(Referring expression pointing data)
:::::

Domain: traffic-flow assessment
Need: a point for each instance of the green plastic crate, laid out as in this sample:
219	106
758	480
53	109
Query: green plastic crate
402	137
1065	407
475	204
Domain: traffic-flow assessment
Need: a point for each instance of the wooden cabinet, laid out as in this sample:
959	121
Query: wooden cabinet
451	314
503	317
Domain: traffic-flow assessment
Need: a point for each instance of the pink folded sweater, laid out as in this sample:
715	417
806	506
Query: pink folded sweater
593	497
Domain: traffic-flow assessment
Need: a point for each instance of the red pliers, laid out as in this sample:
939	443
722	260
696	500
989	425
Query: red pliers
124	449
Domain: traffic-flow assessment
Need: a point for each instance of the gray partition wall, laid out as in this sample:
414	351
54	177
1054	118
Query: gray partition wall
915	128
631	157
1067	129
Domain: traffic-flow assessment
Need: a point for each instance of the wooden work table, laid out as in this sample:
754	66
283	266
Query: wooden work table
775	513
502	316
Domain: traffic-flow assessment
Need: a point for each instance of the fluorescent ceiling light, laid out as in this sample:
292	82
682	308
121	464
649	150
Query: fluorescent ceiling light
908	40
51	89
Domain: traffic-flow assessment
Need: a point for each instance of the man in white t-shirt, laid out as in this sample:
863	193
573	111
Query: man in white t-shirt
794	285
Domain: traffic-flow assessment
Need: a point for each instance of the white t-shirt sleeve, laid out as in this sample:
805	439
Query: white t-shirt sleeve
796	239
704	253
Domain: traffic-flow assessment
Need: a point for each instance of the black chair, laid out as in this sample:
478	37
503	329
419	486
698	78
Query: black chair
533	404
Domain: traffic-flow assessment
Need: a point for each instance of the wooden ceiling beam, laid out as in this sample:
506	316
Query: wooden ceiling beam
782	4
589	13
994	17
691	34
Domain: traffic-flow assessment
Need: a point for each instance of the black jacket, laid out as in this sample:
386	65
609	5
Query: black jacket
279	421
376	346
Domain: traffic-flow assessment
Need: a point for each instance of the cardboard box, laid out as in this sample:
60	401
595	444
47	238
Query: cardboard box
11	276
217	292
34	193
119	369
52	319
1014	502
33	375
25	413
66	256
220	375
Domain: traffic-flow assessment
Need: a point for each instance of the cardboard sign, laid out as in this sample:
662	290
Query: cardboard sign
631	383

:::::

_YOUR GOAL_: Every line of the data must be reproduced exactly.

_WRITTEN REPLY_:
Domain: traffic-flow assessment
Need: a point for each instance of the green plastic crate, laid out as in this sample:
219	106
758	480
53	109
Query: green plastic crate
402	137
1065	407
475	204
Domain: traffic-flow assessment
Need: a point for each instance of the wooden cabinet, laid out as in this sample:
959	121
Query: wooden cabinet
451	314
503	317
Domain: traffic-flow assessment
Need: a point for each instance of the pink folded sweater, laid out as in this sample:
715	417
806	506
Query: pink folded sweater
593	497
Domain: traffic-flow assessment
Need: a point for each instance of the red pliers, laid out as in this sample:
939	443
722	260
696	500
989	425
Query: red pliers
124	449
Domain: traffic-flow assessment
Need: a point for each instance of the gray partition wall, laid out as in this sample:
414	351
54	177
1054	118
Query: gray partition wall
915	128
631	157
1067	129
Domain: traffic-flow assessment
Need: a point for each instance of the wooden work table, laid out as in this sample:
754	66
283	266
Query: wooden work table
775	513
502	316
Domain: traffic-flow assessment
Need: a point for each instance of the fluorescent ceiling light, laid out as in this sample:
292	82
682	308
121	464
649	150
Query: fluorescent ceiling light
908	40
51	89
Domain: traffic-flow assessment
Need: a point for each instance of the man in white t-shirt, laid out as in this sample:
863	193
573	111
Query: man in white t-shirt
794	285
Domain: traffic-flow assessment
Need: a point for each instance of the white t-shirt sleeve, laid out as in this sample:
805	439
Query: white t-shirt sleeve
796	239
704	253
Domain: traffic-flow assessment
Need: a point for each instance of the black chair, laid out as in this sample:
478	37
503	329
419	486
698	78
Query: black chair
533	404
Domain: traffic-flow assessment
Need: a point for each instance of the wooden ceiling beam, laid out as in this sample:
506	316
Query: wooden ceiling beam
782	4
589	13
994	17
691	34
Domain: traffic-flow assessment
Need: a point for each instance of the black jacket, laid out as in this sample:
386	65
609	5
Query: black jacket
279	421
376	346
Domain: traffic-flow assessment
Need: a point for each instance of the cardboard box, laid out as in this sample:
60	401
595	444
47	238
Query: cardboard box
11	276
217	292
34	193
119	369
52	319
1014	502
33	375
25	413
66	256
220	375
Domain: traffic-flow assessment
Need: a point for each instance of the cardboard sign, laid out as in this sample:
662	290
Query: cardboard sign
631	383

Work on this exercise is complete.